__ABOUT THIS TASK__
Please repeat the lines of the material below exactly, starting with the one that contains "Identify the grass" and ending with the last.

==== SOURCE MATERIAL

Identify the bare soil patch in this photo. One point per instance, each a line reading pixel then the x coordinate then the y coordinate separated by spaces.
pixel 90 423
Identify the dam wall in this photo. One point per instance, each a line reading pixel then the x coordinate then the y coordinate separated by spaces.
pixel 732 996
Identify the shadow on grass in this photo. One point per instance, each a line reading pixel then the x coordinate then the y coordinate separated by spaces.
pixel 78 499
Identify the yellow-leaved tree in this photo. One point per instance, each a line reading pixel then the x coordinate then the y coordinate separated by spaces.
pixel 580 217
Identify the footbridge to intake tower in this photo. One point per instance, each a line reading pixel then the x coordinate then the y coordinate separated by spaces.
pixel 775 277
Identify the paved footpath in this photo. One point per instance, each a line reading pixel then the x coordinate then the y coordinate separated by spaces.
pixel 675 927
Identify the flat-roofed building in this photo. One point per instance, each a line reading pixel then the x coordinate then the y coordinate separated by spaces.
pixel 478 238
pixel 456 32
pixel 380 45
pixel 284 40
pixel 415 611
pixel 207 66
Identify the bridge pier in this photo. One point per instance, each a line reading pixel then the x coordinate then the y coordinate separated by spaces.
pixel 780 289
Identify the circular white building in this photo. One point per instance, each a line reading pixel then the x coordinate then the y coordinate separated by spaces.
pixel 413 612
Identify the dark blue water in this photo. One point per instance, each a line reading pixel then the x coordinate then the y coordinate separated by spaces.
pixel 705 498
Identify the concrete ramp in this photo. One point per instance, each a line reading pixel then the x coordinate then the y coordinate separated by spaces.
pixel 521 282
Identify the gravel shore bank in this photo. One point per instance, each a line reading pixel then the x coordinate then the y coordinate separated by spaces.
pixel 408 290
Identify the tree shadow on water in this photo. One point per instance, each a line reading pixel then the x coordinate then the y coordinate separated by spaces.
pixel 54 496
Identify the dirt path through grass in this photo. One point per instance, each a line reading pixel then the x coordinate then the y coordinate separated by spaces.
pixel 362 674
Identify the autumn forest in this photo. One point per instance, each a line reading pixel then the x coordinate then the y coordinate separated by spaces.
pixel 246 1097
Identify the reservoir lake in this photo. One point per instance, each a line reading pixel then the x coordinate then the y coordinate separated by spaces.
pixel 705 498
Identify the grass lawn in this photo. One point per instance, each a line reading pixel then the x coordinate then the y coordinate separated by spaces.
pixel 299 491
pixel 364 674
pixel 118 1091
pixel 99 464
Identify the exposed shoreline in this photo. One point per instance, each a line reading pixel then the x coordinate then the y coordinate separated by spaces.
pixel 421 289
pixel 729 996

========

__SOLUTION TO THIS PROBLEM__
Identify the grass lawn in this photo. One point per instance, each a line reading pixel then the x coordinate then the y coordinate separated by spaces.
pixel 299 491
pixel 364 674
pixel 118 1091
pixel 99 464
Identify the exposed shoreline in this photo. One point per instance, each a line reading pixel then the x coordinate then the y coordinate separated by spaces.
pixel 421 289
pixel 729 996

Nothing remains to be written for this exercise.